## EXERCISE OBJECTIVE
Convert the part of the data below that opens with the line containing "stadium seat in the photo above." and closes with the line containing "cricket shirt in the photo above." into a Markdown table with the columns Row and Line. Give each line its row number and leave out blank lines.
::::::::::
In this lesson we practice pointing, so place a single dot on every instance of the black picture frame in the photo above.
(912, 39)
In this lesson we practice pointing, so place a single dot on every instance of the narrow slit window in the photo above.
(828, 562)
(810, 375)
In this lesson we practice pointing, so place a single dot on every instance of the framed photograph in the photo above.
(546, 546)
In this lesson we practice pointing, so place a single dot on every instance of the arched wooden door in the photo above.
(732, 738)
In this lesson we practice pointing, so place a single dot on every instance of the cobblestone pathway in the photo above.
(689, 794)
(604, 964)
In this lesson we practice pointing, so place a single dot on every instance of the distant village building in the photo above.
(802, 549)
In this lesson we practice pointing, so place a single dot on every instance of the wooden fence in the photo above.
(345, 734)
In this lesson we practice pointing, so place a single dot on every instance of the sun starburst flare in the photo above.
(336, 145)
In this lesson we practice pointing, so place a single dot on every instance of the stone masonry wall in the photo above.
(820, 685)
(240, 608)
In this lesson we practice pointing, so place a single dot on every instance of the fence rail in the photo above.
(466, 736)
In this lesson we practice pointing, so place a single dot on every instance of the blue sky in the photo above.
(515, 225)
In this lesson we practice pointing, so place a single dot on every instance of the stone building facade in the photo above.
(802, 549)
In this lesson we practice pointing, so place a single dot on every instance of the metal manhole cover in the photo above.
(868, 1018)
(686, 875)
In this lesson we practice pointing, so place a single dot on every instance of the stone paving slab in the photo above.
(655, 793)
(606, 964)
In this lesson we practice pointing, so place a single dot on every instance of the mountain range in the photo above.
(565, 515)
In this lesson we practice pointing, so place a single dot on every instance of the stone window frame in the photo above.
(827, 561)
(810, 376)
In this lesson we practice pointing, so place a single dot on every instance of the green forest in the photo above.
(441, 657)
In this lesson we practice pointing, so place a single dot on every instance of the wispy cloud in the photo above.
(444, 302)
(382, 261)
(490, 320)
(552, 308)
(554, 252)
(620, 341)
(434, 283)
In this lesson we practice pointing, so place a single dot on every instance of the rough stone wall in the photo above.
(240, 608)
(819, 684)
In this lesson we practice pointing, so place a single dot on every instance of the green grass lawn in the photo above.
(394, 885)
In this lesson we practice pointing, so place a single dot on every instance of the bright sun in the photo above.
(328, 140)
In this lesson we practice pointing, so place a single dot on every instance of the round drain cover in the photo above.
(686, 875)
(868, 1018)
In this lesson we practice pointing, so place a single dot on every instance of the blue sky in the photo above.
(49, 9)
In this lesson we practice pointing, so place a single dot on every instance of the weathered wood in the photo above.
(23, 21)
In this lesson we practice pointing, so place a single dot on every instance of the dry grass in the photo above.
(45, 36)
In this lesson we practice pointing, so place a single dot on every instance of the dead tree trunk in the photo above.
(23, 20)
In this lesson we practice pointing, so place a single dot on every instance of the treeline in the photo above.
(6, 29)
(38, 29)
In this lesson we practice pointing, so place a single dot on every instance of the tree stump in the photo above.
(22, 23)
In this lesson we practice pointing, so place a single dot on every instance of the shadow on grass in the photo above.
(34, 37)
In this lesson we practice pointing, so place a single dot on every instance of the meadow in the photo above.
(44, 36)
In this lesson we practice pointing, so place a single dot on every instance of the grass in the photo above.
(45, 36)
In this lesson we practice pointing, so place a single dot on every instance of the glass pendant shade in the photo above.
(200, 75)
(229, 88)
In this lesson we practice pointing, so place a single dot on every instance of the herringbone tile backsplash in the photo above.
::::::::::
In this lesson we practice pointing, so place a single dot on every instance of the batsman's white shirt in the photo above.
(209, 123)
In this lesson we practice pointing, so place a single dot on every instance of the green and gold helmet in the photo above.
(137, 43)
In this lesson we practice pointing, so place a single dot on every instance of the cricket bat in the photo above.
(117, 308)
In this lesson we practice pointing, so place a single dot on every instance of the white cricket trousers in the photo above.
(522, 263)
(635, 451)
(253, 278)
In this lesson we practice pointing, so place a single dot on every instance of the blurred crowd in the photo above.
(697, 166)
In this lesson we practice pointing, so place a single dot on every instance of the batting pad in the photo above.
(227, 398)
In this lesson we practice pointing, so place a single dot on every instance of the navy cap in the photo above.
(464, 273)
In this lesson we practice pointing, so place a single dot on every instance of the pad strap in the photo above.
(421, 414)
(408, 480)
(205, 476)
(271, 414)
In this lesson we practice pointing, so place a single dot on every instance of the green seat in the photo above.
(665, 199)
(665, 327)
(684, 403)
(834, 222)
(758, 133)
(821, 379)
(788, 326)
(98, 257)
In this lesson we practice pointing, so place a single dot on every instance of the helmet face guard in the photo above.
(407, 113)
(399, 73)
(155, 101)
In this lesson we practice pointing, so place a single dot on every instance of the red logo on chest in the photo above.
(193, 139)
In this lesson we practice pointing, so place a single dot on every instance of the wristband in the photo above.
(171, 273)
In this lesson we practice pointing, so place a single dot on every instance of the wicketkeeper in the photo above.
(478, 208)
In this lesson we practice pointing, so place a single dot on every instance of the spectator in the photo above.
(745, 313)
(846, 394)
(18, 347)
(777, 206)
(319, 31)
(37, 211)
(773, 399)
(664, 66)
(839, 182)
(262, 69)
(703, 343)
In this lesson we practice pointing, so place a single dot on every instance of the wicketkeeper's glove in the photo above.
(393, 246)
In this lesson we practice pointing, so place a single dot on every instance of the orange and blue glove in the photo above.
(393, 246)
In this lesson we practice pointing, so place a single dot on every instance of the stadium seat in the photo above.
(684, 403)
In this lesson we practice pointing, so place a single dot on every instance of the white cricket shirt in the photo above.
::::::::::
## TASK SOLUTION
| Row | Line |
|---|---|
| 1 | In this lesson we practice pointing, so place a single dot on every instance of the stadium seat in the photo above. |
| 2 | (684, 403) |
| 3 | In this lesson we practice pointing, so place a single dot on every instance of the white cricket shirt in the photo above. |